TASK DETAILS - Return every line of the entries below that contains the word "slope".

################

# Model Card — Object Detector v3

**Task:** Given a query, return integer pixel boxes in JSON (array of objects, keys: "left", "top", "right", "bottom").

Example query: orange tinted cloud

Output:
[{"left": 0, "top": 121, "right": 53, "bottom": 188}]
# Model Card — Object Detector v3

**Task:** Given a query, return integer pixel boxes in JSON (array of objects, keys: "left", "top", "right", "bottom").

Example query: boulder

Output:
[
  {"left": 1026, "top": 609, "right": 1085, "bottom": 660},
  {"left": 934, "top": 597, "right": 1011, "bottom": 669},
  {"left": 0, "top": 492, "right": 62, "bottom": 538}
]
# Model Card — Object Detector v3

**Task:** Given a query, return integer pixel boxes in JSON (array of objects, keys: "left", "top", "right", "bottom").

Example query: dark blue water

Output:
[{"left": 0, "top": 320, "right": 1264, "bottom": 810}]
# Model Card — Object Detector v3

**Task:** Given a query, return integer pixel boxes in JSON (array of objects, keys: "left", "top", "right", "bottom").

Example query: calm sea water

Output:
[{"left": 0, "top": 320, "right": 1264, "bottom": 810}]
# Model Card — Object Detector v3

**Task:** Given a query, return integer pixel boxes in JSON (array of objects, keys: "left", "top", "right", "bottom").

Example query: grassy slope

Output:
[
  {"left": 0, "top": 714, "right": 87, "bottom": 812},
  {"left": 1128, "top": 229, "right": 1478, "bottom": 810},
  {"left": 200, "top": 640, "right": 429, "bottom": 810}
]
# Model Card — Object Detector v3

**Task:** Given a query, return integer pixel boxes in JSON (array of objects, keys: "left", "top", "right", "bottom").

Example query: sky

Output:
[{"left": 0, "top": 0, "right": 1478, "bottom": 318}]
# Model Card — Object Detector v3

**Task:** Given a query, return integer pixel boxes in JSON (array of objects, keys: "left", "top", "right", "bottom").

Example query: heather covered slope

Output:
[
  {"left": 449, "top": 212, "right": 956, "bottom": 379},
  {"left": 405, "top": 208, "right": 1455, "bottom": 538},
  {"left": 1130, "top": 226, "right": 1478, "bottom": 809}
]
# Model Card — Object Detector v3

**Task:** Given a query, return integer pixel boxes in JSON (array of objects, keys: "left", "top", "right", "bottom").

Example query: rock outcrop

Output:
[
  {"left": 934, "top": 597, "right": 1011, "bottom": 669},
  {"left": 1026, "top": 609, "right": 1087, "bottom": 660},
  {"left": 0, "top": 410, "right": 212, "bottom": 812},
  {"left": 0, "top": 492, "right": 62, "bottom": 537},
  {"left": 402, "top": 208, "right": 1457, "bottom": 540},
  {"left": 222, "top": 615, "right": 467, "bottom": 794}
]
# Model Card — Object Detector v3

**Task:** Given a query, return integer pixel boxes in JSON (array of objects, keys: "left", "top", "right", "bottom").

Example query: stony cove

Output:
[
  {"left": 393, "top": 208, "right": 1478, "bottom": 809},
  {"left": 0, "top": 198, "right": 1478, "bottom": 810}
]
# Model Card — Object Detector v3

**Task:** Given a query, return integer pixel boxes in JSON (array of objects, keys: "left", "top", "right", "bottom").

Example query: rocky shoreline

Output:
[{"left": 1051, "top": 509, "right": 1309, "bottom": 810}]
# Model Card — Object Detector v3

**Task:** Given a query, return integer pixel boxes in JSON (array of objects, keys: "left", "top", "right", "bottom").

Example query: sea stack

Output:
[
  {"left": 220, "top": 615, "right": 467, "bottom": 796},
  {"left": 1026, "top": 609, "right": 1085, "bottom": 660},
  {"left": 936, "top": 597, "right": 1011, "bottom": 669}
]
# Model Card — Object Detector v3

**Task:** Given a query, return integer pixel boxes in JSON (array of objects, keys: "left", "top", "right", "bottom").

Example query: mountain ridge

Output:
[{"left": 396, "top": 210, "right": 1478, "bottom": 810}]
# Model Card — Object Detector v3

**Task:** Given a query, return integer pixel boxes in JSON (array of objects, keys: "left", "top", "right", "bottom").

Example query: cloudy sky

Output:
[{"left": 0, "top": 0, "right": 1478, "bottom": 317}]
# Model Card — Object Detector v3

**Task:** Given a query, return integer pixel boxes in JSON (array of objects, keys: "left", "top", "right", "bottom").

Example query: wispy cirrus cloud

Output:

################

WRITTEN RESPONSE -
Example query: grassy slope
Example query: heather covered slope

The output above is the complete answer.